'''

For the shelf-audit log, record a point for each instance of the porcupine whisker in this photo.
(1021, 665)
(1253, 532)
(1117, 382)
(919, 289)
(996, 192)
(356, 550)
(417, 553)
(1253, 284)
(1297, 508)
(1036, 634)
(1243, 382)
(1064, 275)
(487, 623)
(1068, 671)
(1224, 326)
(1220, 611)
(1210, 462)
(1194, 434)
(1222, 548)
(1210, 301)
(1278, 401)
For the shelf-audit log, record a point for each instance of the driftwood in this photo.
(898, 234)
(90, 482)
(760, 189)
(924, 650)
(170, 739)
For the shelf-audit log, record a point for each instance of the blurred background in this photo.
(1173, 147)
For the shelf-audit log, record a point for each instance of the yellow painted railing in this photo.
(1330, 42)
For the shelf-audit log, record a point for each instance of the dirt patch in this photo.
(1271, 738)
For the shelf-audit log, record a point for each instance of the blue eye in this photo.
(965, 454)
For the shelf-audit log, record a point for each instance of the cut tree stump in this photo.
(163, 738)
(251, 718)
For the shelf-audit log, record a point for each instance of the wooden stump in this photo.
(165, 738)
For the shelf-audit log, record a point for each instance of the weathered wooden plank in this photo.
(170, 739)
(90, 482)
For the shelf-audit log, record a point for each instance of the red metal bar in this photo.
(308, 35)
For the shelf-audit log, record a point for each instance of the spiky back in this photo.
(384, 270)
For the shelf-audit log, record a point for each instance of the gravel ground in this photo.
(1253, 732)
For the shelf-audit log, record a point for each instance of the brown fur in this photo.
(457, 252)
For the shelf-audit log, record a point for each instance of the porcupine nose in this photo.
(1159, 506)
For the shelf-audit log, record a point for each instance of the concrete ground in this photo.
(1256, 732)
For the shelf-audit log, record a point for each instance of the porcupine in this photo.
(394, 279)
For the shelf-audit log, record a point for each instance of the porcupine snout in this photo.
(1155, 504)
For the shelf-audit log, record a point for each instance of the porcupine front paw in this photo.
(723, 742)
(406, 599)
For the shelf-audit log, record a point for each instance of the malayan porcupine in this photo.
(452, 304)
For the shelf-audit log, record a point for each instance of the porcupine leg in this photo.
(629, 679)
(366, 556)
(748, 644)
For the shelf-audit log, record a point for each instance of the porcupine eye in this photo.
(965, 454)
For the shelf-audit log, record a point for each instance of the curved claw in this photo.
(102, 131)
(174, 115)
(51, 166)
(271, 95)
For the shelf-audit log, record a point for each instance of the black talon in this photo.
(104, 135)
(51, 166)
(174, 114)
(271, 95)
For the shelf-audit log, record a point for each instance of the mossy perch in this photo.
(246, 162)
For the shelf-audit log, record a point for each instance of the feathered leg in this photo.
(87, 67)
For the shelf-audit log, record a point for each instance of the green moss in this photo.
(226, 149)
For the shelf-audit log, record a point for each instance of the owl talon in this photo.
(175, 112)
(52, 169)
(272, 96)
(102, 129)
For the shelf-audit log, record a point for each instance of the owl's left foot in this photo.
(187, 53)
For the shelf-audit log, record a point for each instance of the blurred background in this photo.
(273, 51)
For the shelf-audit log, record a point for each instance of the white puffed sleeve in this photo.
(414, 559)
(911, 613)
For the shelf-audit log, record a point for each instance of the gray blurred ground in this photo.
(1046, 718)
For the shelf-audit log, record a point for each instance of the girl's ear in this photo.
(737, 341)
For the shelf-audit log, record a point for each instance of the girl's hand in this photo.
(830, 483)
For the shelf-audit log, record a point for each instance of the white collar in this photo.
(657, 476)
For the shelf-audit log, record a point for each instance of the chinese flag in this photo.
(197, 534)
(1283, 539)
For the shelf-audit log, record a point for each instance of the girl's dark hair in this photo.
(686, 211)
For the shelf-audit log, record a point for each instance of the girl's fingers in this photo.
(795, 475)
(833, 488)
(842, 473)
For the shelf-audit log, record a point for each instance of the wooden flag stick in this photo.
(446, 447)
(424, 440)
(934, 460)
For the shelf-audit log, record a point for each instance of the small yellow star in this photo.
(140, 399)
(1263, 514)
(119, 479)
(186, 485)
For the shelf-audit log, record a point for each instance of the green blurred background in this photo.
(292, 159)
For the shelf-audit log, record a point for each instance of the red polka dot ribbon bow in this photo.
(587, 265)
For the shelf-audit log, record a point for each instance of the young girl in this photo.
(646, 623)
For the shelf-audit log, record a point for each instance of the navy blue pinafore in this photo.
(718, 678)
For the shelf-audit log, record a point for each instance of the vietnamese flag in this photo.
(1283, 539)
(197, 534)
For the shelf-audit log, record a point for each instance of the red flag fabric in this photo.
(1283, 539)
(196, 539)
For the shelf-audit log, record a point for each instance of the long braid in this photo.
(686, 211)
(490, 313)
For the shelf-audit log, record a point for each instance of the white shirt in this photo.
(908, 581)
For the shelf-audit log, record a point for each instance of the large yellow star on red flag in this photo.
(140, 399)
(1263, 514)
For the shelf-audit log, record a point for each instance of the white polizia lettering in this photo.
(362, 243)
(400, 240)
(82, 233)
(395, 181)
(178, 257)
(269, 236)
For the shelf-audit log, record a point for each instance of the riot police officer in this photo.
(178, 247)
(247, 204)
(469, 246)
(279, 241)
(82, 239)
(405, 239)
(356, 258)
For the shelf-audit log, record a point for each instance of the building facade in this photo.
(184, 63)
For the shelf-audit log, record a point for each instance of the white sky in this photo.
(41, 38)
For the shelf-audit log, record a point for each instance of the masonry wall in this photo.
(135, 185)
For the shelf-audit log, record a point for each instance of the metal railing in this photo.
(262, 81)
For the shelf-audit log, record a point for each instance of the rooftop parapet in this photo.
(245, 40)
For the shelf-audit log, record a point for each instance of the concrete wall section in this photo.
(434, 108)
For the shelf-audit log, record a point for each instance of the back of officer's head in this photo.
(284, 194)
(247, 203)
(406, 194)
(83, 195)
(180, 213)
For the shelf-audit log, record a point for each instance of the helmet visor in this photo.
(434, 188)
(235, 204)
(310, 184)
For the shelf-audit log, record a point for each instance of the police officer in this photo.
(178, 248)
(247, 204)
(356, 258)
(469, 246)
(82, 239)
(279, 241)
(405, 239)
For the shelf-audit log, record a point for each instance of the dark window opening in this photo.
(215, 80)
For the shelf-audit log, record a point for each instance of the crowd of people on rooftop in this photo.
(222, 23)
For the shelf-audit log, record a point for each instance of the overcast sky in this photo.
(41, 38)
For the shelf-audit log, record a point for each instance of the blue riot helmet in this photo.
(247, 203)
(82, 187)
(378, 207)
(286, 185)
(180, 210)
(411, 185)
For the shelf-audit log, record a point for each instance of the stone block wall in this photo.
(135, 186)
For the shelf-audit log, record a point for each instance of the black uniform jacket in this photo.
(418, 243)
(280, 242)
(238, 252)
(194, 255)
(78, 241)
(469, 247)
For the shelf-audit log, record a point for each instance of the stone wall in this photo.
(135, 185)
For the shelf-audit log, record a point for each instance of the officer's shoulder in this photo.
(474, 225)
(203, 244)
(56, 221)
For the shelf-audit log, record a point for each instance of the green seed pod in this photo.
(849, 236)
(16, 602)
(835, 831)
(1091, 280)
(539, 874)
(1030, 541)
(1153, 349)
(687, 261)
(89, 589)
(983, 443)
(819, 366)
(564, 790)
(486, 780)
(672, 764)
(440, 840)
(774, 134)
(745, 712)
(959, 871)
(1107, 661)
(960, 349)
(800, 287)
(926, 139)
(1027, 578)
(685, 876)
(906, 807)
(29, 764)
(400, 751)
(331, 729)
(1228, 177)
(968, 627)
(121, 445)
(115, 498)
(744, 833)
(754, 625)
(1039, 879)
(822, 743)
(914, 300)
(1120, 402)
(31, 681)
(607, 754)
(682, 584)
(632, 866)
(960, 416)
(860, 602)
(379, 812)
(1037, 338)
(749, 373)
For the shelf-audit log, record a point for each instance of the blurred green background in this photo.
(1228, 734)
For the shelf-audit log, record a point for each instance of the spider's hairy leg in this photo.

'''

| What you have to do |
Print the records verbatim, from the first line through the line containing "(1278, 401)", both included.

| Response to the task |
For the shelf-audit log, record a point for each instance of the porcupine whisker in this photo.
(1021, 665)
(1253, 532)
(1117, 382)
(919, 289)
(996, 192)
(356, 550)
(417, 553)
(1253, 284)
(1297, 508)
(1036, 634)
(1243, 382)
(1064, 275)
(487, 623)
(1068, 671)
(1224, 326)
(1220, 611)
(1210, 462)
(1194, 434)
(1222, 548)
(1210, 301)
(1278, 401)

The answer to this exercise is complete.